• To do: Repeat the entries exactly. Leave nothing out.

*** Provided material Section Begins ***

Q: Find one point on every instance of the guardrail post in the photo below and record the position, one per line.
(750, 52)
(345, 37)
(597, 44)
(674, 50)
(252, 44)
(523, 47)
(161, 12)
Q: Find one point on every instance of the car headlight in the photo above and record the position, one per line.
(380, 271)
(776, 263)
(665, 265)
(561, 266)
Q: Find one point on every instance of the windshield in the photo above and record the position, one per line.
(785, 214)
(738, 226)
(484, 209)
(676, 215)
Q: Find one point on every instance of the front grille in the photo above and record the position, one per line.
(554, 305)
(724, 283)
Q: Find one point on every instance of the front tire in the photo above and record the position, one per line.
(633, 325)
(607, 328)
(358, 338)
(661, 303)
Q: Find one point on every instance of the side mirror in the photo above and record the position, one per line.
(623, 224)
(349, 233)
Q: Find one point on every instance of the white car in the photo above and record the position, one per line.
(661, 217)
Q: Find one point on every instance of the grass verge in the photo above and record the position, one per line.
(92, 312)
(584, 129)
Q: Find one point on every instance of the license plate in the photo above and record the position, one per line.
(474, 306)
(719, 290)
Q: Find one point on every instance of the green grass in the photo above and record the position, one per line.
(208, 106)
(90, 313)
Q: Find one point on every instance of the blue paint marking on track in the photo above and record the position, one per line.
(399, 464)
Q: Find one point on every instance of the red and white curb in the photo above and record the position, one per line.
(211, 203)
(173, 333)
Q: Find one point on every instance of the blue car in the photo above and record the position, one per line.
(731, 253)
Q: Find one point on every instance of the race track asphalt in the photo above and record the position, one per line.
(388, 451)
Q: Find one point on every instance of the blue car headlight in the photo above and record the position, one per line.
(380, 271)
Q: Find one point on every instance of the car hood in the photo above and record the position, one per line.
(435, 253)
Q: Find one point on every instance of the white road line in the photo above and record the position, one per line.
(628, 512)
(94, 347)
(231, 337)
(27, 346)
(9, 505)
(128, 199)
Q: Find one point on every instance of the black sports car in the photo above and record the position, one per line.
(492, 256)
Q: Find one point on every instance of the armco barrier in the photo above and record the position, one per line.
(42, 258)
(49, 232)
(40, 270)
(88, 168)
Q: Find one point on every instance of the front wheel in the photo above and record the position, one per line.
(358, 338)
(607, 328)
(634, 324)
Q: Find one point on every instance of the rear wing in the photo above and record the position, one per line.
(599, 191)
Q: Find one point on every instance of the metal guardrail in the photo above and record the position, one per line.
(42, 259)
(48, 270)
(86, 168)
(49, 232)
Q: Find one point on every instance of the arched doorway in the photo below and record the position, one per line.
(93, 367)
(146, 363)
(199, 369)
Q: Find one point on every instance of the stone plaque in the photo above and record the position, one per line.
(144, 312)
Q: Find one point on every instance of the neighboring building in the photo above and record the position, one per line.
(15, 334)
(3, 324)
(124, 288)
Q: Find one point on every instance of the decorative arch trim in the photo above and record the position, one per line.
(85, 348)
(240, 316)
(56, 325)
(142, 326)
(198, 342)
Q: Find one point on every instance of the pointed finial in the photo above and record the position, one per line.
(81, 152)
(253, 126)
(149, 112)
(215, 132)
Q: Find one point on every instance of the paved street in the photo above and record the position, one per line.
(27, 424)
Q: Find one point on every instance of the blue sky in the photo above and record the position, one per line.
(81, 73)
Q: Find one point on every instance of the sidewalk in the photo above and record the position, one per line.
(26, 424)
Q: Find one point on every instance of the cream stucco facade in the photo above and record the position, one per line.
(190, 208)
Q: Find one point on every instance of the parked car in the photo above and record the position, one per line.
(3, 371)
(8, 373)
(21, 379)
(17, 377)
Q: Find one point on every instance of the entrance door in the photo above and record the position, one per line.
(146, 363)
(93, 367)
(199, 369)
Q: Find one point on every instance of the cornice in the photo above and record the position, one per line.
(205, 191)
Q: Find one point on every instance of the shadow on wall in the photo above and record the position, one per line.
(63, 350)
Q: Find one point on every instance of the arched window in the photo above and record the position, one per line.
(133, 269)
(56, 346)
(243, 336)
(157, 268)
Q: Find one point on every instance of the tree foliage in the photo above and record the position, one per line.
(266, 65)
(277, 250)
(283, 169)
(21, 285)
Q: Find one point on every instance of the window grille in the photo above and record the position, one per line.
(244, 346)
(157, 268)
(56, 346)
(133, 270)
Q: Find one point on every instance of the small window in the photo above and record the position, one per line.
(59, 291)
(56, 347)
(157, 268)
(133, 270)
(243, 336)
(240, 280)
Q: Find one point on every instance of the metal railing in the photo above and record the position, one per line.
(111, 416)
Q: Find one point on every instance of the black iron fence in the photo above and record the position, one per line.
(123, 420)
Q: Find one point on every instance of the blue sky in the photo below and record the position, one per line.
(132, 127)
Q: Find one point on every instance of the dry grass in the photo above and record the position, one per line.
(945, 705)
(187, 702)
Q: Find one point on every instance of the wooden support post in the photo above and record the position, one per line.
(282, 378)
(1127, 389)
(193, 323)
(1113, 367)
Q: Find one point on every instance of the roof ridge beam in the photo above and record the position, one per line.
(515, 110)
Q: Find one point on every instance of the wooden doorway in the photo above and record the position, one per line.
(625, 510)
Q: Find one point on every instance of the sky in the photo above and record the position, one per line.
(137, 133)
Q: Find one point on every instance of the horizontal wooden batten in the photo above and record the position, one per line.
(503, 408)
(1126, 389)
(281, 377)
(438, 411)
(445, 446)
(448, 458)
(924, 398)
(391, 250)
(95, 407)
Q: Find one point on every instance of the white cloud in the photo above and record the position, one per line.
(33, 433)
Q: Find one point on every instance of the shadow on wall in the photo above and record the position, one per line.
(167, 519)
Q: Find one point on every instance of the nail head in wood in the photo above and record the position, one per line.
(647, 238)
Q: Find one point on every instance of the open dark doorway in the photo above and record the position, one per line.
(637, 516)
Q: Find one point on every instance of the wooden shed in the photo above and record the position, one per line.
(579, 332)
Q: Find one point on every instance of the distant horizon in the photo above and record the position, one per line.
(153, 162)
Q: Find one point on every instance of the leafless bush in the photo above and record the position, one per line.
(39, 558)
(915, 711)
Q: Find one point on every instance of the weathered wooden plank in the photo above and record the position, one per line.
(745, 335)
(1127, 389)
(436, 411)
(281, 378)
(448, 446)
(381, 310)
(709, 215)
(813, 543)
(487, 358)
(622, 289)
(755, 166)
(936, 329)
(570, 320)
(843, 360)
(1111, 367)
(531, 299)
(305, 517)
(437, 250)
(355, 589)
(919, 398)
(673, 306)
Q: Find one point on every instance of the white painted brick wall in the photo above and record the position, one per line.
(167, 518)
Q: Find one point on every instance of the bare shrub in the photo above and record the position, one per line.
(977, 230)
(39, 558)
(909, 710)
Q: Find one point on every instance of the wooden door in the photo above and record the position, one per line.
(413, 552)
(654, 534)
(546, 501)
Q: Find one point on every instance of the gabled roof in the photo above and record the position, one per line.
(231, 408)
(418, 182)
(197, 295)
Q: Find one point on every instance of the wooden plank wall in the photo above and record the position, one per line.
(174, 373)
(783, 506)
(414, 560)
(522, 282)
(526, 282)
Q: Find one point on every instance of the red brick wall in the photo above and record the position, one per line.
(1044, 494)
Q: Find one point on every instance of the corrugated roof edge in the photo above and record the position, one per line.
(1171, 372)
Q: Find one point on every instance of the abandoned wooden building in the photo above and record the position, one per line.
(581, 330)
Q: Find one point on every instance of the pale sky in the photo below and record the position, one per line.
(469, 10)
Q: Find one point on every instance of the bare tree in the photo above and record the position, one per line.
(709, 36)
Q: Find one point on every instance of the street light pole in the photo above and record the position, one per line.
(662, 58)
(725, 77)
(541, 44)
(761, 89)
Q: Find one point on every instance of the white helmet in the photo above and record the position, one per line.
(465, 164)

*** Provided material Section Ends ***

• Written answer:
Q: Find one point on every instance of the guardrail post in the photo below and record the position, one per line.
(750, 52)
(345, 37)
(597, 44)
(674, 50)
(252, 44)
(523, 47)
(161, 12)
Q: Find one point on every instance of the car headlight in the photo above and record the position, one per line.
(380, 271)
(776, 263)
(665, 265)
(561, 266)
Q: Find one point on every instance of the windshield in the photo above and record the position, one per line.
(785, 214)
(738, 226)
(484, 209)
(676, 215)
Q: Find one point on every instance of the front grille in the photo above and record the position, one per line.
(554, 305)
(724, 283)
Q: Find one point on every instance of the front tire in the photo above and record the position, one per line.
(633, 325)
(607, 328)
(358, 338)
(661, 303)
Q: Find one point on every instance of the side mirror in the photo above and record the position, one per line.
(623, 224)
(349, 233)
Q: Find one point on every instance of the white car in the photo above and record the position, one per line.
(661, 217)
Q: Find one point on every instance of the grass verge in the photo above and record the position, one per line.
(92, 312)
(584, 129)
Q: Find one point on every instance of the license plate in the photo above and record the position, one per line.
(474, 306)
(719, 290)
Q: Find one point on every instance of the green grass in the photo above and record the position, one per line.
(208, 106)
(90, 313)
Q: Find one point on every instance of the blue paint marking on track in the photo above and record the position, one per line.
(399, 464)
Q: Find one point on every instance of the red and white curb in the photo above and record the position, one per line.
(211, 203)
(173, 333)
Q: Find one point on every instance of the blue car in the photo above and record the position, one per line.
(731, 253)
Q: Find one point on every instance of the race track asphalt in the photo above and record the position, one per line.
(388, 451)
Q: Find one point on every instance of the blue car headlight in the photo above and record the position, one per line.
(380, 271)
Q: Find one point on every instance of the car hood in the photo above and record the position, one per line.
(435, 253)
Q: Find one point on every instance of the white road line in the photo above and record the position, one per line.
(628, 512)
(94, 347)
(231, 337)
(27, 346)
(9, 505)
(128, 199)
Q: Find one point on every instance of the black sports car in the photo above and record the position, one per line.
(492, 256)
Q: Find one point on every instance of the armco barrier in the photo above and record the position, one per line.
(42, 258)
(49, 232)
(40, 270)
(88, 168)
Q: Find one point on every instance of the front wheel in the photo above and record the position, one per line.
(358, 338)
(607, 328)
(634, 324)
Q: Find one point on every instance of the rear wing in the photo above and record the position, one per line.
(599, 191)
Q: Find one point on every instance of the metal guardrail in the photo above and record the position, one per line.
(42, 259)
(48, 270)
(86, 168)
(49, 232)
Q: Find one point on every instance of the arched doorway in the photo below and record the position, one per line.
(93, 367)
(146, 363)
(199, 369)
Q: Find one point on every instance of the stone plaque in the photo above and record the position, one per line.
(144, 312)
Q: Find one point on every instance of the neighboring building in the photo above and record the position, one per line.
(15, 334)
(3, 324)
(124, 288)
Q: Find one point on every instance of the decorative arch trim in the photo above and record the position, one per line.
(85, 348)
(240, 316)
(56, 325)
(142, 326)
(198, 342)
Q: Find one point on every instance of the pointed finial in the photo above and record the position, one per line.
(81, 152)
(253, 126)
(149, 112)
(215, 132)
Q: Find one point on every instance of the paved street in the photo above and record the position, one per line.
(27, 424)
Q: Find one point on every instance of the blue sky in the photo above and record the position, one per line.
(81, 73)
Q: Find one point on every instance of the sidewalk in the photo above and record the position, one per line.
(26, 424)
Q: Find one point on every instance of the cream stucco facade in the photo above and record the position, one per line.
(190, 208)
Q: Find one point on every instance of the parked car in the photo above and record the position, one per line.
(3, 371)
(8, 373)
(21, 379)
(17, 377)
Q: Find one point on every instance of the entrance door in the photo above and record the position, one per line.
(146, 363)
(93, 367)
(199, 369)
Q: Find one point on every instance of the cornice in the photo above and record the position, one per line.
(205, 191)
Q: Find one point on every instance of the shadow on wall in the photo above and record the position, one per line.
(63, 350)
Q: Find one point on every instance of the arched window in the photo above and record the position, one per line.
(133, 269)
(56, 346)
(243, 336)
(157, 268)
Q: Find one point on every instance of the tree foliage in the photo above and record the position, one per line.
(266, 65)
(277, 250)
(283, 169)
(21, 285)
Q: Find one point on every instance of the window grille in the photo above and record the position, one per line.
(244, 346)
(157, 268)
(56, 346)
(133, 270)
Q: Find one point on every instance of the small window in the photo above and record the position, one per line.
(59, 291)
(56, 347)
(157, 268)
(133, 270)
(243, 336)
(240, 280)
Q: Find one point on every instance of the metal railing in the photo above and record the position, one per line.
(111, 416)
Q: Find one point on every instance of the black iron fence in the photo above and record the position, one per line.
(123, 420)
Q: Find one point on every instance of the blue sky in the photo below and record the position, one per line.
(132, 127)
Q: Find one point on every instance of the dry grass in the photo above and record the position, one per line.
(945, 705)
(187, 702)
Q: Find one point on every instance of the wooden support post in the photo above and record the position, one per line.
(282, 378)
(1127, 389)
(193, 323)
(1113, 367)
Q: Find one point on every instance of the roof ridge beam in the photo above and record the position, one per line.
(515, 110)
Q: Find one point on every instance of the wooden doorway in the photo above and record the position, one per line.
(625, 510)
Q: Find one point on every instance of the sky in the photo above and record the position, one per line.
(137, 133)
Q: Find one point on every instance of the horizontal wooden batten in the photo above and record the position, one per line.
(503, 408)
(1126, 389)
(281, 377)
(438, 411)
(445, 446)
(448, 458)
(924, 398)
(391, 250)
(95, 407)
Q: Find one point on every instance of the white cloud in the photo above and record the position, one per line.
(33, 433)
Q: Find one point on every instance of the shadow on wall in the photo above and record the position, one per line.
(167, 519)
Q: Find one point on every instance of the nail head in wood in the photo above and record the position, one per line.
(647, 238)
Q: Find one point on every instance of the open dark doorway in the photo above and record the position, one per line.
(637, 516)
Q: Find one point on every instance of the wooden shed in the photo above and record the position, one per line.
(579, 332)
Q: Find one point on every instance of the distant horizon in the photo above and record the position, one per line.
(153, 162)
Q: Find one point on every instance of the leafless bush in the photo above and record the position, one per line.
(39, 558)
(915, 711)
Q: Find one point on every instance of the weathered wooden plank in the photo above and record the position, one per line.
(745, 335)
(1127, 389)
(436, 411)
(281, 378)
(448, 446)
(381, 310)
(709, 215)
(813, 543)
(487, 358)
(622, 289)
(755, 166)
(936, 329)
(570, 320)
(843, 360)
(1111, 367)
(531, 299)
(305, 517)
(437, 250)
(355, 589)
(919, 398)
(673, 306)
Q: Find one point on every instance of the white painted brick wall in the photo above and record the position, one per line.
(167, 518)
Q: Find one point on every instance of the bare shrub in the photo above and record the position, one per line.
(977, 230)
(39, 558)
(909, 710)
Q: Find one point on every instance of the wooden door in the photo above and record the position, one per line.
(413, 552)
(654, 534)
(546, 501)
Q: Find one point on every instance of the gabled roof in the photo above and record the position, one per line.
(231, 408)
(418, 182)
(197, 295)
Q: Find one point on every instance of the wooden plank wall in the photo above and record the position, one per line.
(174, 373)
(783, 506)
(414, 560)
(522, 282)
(526, 282)
Q: Find one point on every instance of the red brick wall in the photo above and record the position, one per line.
(1044, 494)
Q: Find one point on every instance of the corrugated roof edge in the photo above and record the position, one per line.
(1171, 372)
Q: Find one point on every instance of the abandoned wooden building in the photo above and record the position, one per line.
(581, 330)
Q: Find one point on every instance of the pale sky in the photo below and record the position, one per line.
(469, 10)
Q: Find one point on every instance of the bare tree in the photo above and record the position, one per line.
(709, 36)
Q: Find one point on every instance of the street light pole in the photo above and record the position, one per line.
(662, 58)
(725, 77)
(541, 44)
(761, 89)
Q: Find one point on every instance of the white helmet in the photo above and record the position, one per line.
(465, 164)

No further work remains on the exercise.